Brief: The line containing "[indicate] shoreline foam" marks the start; return it and every line after it in the listing below, exactly, through the last.

Exercise materials:
········

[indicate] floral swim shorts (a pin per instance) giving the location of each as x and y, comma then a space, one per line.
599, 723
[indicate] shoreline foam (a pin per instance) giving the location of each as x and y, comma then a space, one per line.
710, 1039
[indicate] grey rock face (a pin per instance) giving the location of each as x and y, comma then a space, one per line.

········

Task answer:
[indicate] shoreline foam (a pin per instance) giving the location of each as x and y, comma then a space, one per line.
710, 1039
[indicate] grey rock face (a pin per instance) giving the location of each as x and y, comma then a space, one per line.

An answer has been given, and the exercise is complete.